Directions for this task |
Change "boulder" to "rock" in the records, starting at the line containing "Shot-chart audit: point to every instance of the boulder" and ending at the last line of the records. Write out only those lines, keeping everything else in them the same.

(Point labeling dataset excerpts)
□ □ □

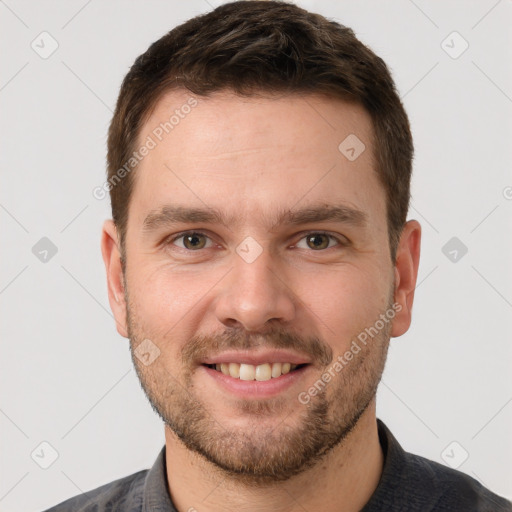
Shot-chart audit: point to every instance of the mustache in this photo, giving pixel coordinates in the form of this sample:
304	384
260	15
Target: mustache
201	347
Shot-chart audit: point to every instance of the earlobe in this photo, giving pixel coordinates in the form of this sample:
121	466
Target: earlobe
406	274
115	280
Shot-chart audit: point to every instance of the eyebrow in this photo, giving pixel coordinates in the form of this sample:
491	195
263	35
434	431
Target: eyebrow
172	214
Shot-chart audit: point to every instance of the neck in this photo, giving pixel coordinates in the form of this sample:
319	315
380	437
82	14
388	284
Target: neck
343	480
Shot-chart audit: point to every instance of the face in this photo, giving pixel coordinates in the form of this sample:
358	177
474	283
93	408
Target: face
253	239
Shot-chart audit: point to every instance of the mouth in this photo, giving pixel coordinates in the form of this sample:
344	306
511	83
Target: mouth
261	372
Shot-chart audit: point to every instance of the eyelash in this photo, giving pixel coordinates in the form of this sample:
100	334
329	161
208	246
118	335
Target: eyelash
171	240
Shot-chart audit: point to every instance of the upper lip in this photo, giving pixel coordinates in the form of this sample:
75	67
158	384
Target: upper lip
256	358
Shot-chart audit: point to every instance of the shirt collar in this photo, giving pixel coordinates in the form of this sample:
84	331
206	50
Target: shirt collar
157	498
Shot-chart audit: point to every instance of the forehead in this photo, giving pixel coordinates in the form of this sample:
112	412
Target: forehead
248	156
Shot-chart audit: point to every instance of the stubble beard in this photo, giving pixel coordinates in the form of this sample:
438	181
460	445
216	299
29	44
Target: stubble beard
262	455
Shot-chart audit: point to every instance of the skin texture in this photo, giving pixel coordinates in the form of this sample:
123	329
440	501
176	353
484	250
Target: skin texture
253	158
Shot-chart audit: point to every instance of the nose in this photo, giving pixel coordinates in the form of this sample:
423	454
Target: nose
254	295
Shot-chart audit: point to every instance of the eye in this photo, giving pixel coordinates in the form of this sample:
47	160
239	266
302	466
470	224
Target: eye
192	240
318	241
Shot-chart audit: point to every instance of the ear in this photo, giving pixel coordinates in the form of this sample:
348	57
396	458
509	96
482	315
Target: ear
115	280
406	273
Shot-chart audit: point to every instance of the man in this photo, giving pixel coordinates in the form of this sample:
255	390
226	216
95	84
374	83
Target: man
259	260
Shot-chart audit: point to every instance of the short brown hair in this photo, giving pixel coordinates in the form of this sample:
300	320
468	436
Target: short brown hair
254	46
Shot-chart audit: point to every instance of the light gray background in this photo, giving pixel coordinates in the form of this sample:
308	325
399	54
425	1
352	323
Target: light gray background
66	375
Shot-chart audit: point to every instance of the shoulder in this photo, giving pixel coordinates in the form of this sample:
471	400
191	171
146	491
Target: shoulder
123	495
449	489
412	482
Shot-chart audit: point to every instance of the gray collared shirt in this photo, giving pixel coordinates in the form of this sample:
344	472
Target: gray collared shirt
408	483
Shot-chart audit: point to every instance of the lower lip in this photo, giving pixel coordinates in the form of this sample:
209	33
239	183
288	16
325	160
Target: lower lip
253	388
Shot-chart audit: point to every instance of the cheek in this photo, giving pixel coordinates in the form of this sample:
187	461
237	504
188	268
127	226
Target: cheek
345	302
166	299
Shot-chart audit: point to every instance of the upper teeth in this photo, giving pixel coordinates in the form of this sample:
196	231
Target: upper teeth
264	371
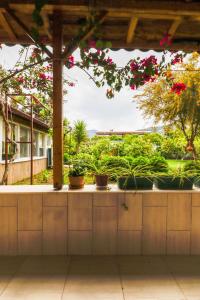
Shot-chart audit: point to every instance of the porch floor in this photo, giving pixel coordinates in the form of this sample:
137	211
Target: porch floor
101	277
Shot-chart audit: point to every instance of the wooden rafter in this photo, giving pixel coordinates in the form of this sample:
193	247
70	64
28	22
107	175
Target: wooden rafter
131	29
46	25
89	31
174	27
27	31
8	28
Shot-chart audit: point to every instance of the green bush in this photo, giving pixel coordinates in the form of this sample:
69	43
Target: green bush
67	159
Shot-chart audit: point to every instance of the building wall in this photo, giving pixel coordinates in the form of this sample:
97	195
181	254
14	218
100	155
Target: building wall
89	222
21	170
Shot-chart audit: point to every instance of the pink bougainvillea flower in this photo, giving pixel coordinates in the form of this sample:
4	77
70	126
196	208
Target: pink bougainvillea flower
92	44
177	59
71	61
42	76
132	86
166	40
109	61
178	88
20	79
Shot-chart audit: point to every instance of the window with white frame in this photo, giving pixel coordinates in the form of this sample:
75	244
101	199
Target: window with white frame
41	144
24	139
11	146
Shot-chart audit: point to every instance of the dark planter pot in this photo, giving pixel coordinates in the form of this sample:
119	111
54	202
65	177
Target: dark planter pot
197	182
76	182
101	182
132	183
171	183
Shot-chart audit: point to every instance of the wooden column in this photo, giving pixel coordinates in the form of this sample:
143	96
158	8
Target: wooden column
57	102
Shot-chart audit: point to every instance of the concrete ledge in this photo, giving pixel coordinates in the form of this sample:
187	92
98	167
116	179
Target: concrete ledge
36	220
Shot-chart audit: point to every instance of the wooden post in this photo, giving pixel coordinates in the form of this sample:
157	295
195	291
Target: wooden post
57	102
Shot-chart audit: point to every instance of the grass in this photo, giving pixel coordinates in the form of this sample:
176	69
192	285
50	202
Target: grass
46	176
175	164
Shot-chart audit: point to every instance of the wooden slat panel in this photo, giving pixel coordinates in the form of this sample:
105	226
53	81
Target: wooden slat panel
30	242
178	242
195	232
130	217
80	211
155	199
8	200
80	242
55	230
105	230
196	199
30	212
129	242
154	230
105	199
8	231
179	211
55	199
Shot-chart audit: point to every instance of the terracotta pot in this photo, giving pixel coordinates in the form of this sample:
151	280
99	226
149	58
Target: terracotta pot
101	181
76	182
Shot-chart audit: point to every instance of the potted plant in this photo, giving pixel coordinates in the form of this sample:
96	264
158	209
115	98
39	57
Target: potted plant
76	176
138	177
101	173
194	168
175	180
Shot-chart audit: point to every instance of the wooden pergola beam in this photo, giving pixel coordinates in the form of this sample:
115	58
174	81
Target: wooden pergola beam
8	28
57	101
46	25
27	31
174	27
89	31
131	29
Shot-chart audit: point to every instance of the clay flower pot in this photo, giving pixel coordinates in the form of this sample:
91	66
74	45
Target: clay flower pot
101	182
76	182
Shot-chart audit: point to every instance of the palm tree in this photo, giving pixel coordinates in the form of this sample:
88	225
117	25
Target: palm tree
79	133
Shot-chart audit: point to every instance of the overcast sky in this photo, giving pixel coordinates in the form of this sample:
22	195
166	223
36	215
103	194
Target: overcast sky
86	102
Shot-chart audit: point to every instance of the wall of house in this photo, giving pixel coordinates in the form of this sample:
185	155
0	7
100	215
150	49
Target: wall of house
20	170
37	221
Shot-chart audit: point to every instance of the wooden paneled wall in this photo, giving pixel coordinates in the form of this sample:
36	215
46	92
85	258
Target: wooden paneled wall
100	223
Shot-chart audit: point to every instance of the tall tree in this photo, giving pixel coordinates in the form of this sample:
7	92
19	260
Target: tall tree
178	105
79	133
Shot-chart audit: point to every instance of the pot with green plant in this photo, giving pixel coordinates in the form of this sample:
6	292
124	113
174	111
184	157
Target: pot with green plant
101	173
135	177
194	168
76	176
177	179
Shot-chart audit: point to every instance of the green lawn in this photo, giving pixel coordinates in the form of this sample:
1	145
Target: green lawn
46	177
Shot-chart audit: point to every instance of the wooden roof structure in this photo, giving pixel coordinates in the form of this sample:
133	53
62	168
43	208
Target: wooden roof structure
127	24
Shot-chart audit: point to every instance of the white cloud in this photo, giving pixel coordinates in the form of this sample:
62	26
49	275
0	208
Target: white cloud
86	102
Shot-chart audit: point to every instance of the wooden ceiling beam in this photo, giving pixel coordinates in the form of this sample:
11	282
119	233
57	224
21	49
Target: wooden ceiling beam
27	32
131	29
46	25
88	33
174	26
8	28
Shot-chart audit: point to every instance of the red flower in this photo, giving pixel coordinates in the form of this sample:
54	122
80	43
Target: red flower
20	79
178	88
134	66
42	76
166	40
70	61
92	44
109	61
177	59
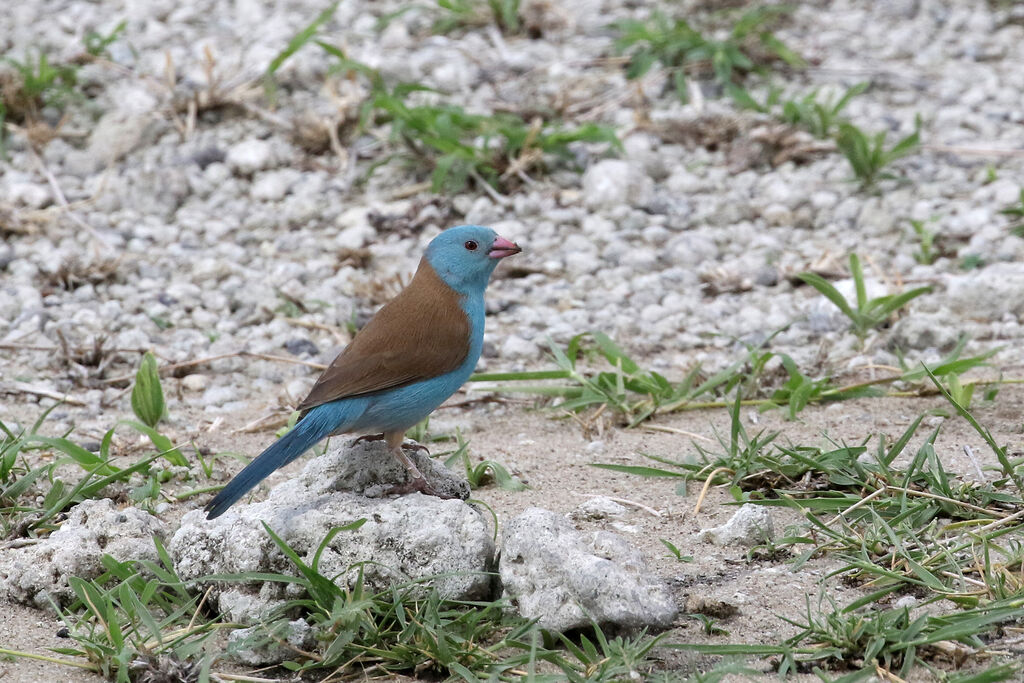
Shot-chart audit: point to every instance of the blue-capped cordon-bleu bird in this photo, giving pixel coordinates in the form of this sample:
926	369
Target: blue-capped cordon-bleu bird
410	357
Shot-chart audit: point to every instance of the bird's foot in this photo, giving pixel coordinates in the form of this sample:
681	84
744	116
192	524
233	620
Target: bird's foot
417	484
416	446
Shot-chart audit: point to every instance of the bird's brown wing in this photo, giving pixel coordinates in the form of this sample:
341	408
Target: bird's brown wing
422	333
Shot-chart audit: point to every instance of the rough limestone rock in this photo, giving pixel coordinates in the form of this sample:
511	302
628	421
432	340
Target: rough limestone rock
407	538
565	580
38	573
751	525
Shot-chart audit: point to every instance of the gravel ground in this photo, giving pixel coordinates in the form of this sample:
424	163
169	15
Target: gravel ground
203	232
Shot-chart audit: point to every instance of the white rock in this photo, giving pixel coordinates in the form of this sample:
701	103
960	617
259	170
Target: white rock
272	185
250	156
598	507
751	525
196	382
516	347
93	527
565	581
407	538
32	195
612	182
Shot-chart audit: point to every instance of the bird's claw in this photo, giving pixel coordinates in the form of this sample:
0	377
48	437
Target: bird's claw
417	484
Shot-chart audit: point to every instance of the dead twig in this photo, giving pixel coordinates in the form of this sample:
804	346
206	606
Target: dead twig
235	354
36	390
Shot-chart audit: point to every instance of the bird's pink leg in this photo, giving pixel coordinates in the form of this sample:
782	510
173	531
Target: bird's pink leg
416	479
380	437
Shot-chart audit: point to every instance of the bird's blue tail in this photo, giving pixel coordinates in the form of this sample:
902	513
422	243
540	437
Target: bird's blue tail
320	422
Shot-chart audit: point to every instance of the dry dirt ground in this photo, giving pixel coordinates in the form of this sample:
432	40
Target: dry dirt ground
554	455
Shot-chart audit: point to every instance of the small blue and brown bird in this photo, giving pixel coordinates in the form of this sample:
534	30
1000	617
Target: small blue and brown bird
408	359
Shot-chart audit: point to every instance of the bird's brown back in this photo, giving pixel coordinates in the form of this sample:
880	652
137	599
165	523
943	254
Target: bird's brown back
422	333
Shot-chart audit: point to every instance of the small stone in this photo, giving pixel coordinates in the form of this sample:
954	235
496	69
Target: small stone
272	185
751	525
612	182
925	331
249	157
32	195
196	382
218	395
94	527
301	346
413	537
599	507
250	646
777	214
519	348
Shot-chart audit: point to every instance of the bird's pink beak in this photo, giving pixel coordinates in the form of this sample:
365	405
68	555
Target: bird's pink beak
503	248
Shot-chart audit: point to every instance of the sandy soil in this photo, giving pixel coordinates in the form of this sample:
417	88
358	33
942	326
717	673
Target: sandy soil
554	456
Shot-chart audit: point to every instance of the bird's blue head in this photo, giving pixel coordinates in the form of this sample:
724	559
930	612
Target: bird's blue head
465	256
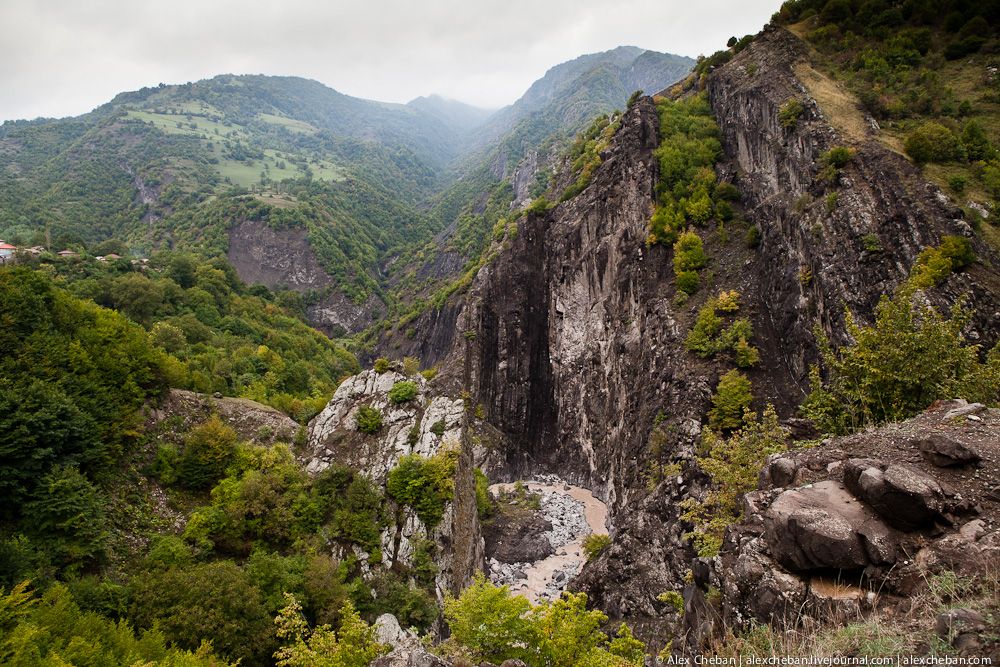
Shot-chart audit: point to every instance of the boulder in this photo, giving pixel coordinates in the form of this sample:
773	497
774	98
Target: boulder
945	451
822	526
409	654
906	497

□ □ □

Exercise result |
Shot-chart audit: point to every instance of the rock in this photo, giving pixel coordinates in the form of this sample:
773	497
774	98
Target: rock
945	451
822	526
409	654
906	497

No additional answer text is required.